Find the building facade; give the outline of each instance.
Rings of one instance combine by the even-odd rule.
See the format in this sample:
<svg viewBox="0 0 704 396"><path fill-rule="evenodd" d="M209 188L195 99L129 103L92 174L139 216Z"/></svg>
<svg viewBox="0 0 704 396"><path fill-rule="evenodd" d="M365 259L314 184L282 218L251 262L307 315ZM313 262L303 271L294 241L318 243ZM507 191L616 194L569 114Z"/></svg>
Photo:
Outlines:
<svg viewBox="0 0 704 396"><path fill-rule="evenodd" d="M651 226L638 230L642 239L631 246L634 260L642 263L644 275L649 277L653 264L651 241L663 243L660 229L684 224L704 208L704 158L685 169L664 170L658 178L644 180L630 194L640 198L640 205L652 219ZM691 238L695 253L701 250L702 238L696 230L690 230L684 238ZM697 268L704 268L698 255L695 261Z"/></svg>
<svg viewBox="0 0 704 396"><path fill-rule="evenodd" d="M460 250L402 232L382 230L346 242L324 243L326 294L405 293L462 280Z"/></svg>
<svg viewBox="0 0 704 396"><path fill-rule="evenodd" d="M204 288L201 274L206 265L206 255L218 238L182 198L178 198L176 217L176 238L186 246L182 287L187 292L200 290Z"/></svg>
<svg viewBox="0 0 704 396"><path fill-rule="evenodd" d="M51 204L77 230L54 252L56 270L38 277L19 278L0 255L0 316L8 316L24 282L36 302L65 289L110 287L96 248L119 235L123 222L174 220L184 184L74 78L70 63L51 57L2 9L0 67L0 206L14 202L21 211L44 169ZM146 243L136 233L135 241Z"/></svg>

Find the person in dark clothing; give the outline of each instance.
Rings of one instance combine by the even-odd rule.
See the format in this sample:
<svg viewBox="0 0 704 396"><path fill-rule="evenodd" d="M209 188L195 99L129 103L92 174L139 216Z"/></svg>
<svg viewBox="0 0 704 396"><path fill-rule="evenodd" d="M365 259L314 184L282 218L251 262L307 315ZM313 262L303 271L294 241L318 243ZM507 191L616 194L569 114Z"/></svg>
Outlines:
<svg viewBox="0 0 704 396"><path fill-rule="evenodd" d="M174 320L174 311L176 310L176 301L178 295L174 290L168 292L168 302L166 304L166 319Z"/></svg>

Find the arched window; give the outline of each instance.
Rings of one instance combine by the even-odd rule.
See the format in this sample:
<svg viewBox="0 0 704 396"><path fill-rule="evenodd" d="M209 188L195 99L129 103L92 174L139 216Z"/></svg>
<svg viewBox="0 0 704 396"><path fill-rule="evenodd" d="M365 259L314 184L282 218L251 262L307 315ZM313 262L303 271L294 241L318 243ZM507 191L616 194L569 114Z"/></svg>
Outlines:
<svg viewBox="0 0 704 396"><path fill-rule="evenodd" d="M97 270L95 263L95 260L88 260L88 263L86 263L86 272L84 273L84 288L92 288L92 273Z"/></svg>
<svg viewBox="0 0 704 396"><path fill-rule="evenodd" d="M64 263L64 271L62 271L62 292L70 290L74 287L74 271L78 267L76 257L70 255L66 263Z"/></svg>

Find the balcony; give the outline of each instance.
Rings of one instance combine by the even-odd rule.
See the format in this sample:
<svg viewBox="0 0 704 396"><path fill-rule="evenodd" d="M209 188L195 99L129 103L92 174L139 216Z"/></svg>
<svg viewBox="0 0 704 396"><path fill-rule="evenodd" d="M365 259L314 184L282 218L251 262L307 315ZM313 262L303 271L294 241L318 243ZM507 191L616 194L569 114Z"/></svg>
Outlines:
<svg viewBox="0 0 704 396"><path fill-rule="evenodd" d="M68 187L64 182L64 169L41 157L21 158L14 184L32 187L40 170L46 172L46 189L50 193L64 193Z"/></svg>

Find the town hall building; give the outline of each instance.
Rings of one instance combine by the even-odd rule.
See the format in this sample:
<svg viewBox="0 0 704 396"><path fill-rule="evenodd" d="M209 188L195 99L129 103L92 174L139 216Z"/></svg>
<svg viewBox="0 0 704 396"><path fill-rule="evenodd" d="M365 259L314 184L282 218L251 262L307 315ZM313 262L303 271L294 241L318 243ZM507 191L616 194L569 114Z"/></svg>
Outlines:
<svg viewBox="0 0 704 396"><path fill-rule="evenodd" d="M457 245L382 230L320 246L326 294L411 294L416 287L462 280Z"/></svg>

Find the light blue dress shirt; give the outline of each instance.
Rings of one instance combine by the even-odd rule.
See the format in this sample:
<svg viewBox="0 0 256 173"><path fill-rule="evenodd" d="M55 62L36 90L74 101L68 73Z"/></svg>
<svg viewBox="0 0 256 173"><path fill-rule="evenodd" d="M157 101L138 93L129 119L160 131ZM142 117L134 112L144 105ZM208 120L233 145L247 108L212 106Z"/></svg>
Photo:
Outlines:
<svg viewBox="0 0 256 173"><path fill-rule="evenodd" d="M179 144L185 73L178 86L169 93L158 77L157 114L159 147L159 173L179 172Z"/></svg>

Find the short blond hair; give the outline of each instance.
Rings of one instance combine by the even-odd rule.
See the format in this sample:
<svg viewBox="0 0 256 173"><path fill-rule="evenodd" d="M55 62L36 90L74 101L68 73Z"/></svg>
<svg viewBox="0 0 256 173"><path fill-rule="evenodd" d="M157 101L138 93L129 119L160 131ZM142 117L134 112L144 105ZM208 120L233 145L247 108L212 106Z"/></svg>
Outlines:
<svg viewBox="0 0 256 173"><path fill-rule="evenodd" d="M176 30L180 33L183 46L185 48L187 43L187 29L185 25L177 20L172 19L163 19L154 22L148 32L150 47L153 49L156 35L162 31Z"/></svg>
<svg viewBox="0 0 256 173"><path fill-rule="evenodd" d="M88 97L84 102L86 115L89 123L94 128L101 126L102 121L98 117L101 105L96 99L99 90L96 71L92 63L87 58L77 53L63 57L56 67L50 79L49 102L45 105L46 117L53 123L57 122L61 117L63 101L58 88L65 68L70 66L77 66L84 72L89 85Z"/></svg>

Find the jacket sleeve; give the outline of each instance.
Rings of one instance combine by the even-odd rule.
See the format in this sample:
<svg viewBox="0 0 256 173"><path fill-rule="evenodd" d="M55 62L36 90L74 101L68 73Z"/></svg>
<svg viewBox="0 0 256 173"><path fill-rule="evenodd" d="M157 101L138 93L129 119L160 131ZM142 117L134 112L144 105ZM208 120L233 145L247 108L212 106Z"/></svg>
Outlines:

· · · ·

» **Directive**:
Can you rewrite all of the material above, replacing every "instance" with "object" and leaving everything else unchanged?

» **Expected answer**:
Find the building facade; give the outline of each object.
Rings of one object combine by the even-odd rule.
See the format in this sample:
<svg viewBox="0 0 704 396"><path fill-rule="evenodd" d="M209 188L195 99L129 103L92 174L139 216Z"/></svg>
<svg viewBox="0 0 704 396"><path fill-rule="evenodd" d="M365 259L314 184L282 218L251 262L307 315ZM313 262L303 271L294 241L318 243ZM507 191L616 194L569 114Z"/></svg>
Photo:
Outlines:
<svg viewBox="0 0 704 396"><path fill-rule="evenodd" d="M651 226L638 230L642 239L631 246L634 260L642 263L644 275L649 277L653 264L651 241L663 243L660 229L684 224L704 208L704 158L685 169L664 170L658 178L644 180L630 194L640 198L640 205L652 219ZM691 238L695 253L701 250L702 238L696 230L690 230L684 238ZM697 268L704 268L698 255L695 261Z"/></svg>
<svg viewBox="0 0 704 396"><path fill-rule="evenodd" d="M460 250L402 232L382 230L346 242L324 243L326 294L405 293L462 280Z"/></svg>
<svg viewBox="0 0 704 396"><path fill-rule="evenodd" d="M204 288L201 274L206 265L206 255L218 238L182 198L178 198L176 217L176 238L186 246L182 287L187 292L200 290Z"/></svg>
<svg viewBox="0 0 704 396"><path fill-rule="evenodd" d="M51 204L77 230L54 252L56 270L38 277L19 278L0 255L0 316L8 316L24 282L36 302L65 289L110 287L96 248L119 235L123 222L174 220L184 184L74 78L70 63L51 57L2 9L0 67L0 206L14 202L21 211L44 169ZM146 243L136 233L135 241Z"/></svg>

Find the person in dark clothing; give the outline of each object.
Rings of one object combine by the even-odd rule.
See the format in this sample:
<svg viewBox="0 0 704 396"><path fill-rule="evenodd" d="M209 188L195 99L129 103L92 174L139 216Z"/></svg>
<svg viewBox="0 0 704 396"><path fill-rule="evenodd" d="M365 259L314 184L282 218L251 262L307 315ZM313 262L303 271L294 241L318 243ZM507 191L616 194L569 114Z"/></svg>
Outlines:
<svg viewBox="0 0 704 396"><path fill-rule="evenodd" d="M174 320L174 311L176 310L176 301L178 295L174 290L168 292L168 302L166 304L166 319Z"/></svg>

Find the arched window; give the outline of each object.
Rings of one object combine by the even-odd rule.
See the format in this sample:
<svg viewBox="0 0 704 396"><path fill-rule="evenodd" d="M209 188L195 99L129 103L92 174L139 216Z"/></svg>
<svg viewBox="0 0 704 396"><path fill-rule="evenodd" d="M365 259L314 184L282 218L251 262L307 315ZM313 262L303 271L294 241L318 243ZM507 191L616 194L569 114Z"/></svg>
Outlines:
<svg viewBox="0 0 704 396"><path fill-rule="evenodd" d="M97 270L95 263L95 260L88 260L88 263L86 263L86 272L84 273L84 288L92 288L92 273Z"/></svg>
<svg viewBox="0 0 704 396"><path fill-rule="evenodd" d="M64 263L64 271L62 271L62 292L70 290L74 287L74 271L78 267L76 257L70 255L66 263Z"/></svg>

Find the balcony; give the outline of each object.
Rings of one object combine by the even-odd rule.
See the format in this sample:
<svg viewBox="0 0 704 396"><path fill-rule="evenodd" d="M209 188L195 99L129 103L92 174L139 216Z"/></svg>
<svg viewBox="0 0 704 396"><path fill-rule="evenodd" d="M365 259L314 184L282 218L251 262L307 315ZM313 262L303 271L294 241L318 243ZM507 191L616 194L569 114Z"/></svg>
Outlines:
<svg viewBox="0 0 704 396"><path fill-rule="evenodd" d="M68 187L64 182L64 169L41 157L21 158L14 184L32 187L40 170L46 172L46 189L50 193L64 193Z"/></svg>

Find the town hall building; give the outline of each object.
Rings of one object combine by the even-odd rule.
See the format in this sample:
<svg viewBox="0 0 704 396"><path fill-rule="evenodd" d="M209 188L195 99L129 103L92 174L139 216Z"/></svg>
<svg viewBox="0 0 704 396"><path fill-rule="evenodd" d="M365 259L314 184L282 218L251 262L307 315ZM313 262L303 271L294 241L318 243ZM507 191L616 194L569 114Z"/></svg>
Outlines:
<svg viewBox="0 0 704 396"><path fill-rule="evenodd" d="M457 245L382 230L320 246L326 294L411 294L416 287L462 280Z"/></svg>

Find the light blue dress shirt; give the outline of each object.
Rings of one object combine by the even-odd rule.
See the format in this sample:
<svg viewBox="0 0 256 173"><path fill-rule="evenodd" d="M55 62L36 90L74 101L68 73Z"/></svg>
<svg viewBox="0 0 256 173"><path fill-rule="evenodd" d="M157 101L138 93L129 119L160 131ZM142 117L134 112L144 105ZM208 120L233 145L247 108L212 106Z"/></svg>
Photo:
Outlines:
<svg viewBox="0 0 256 173"><path fill-rule="evenodd" d="M179 144L185 73L178 86L169 93L158 77L157 114L159 147L159 173L179 172Z"/></svg>

Find the short blond hair; give the outline of each object.
Rings of one object combine by the even-odd rule.
See the format in this sample:
<svg viewBox="0 0 256 173"><path fill-rule="evenodd" d="M55 62L36 90L74 101L68 73Z"/></svg>
<svg viewBox="0 0 256 173"><path fill-rule="evenodd" d="M157 101L138 93L129 119L160 131ZM142 117L134 112L144 105ZM208 120L233 145L247 108L212 106Z"/></svg>
Outlines:
<svg viewBox="0 0 256 173"><path fill-rule="evenodd" d="M176 30L180 33L183 46L185 48L187 43L187 29L185 25L177 20L172 19L163 19L154 22L148 32L150 47L153 49L156 35L162 31Z"/></svg>
<svg viewBox="0 0 256 173"><path fill-rule="evenodd" d="M88 97L84 102L86 115L89 123L94 128L101 126L102 121L98 117L101 105L96 99L99 90L96 71L92 63L87 58L77 53L63 57L56 67L50 79L49 102L45 105L46 117L53 123L57 122L61 117L63 101L58 88L65 68L70 66L77 66L84 72L89 85Z"/></svg>

Find the jacket sleeve; give the outline of each object.
Rings of one object combine by the even-odd rule.
See the format in this sample:
<svg viewBox="0 0 256 173"><path fill-rule="evenodd" d="M55 62L36 90L74 101L68 73Z"/></svg>
<svg viewBox="0 0 256 173"><path fill-rule="evenodd" d="M157 101L138 93L129 119L160 131ZM142 117L134 112L144 105ZM208 120L233 145L247 108L212 106Z"/></svg>
Outlines:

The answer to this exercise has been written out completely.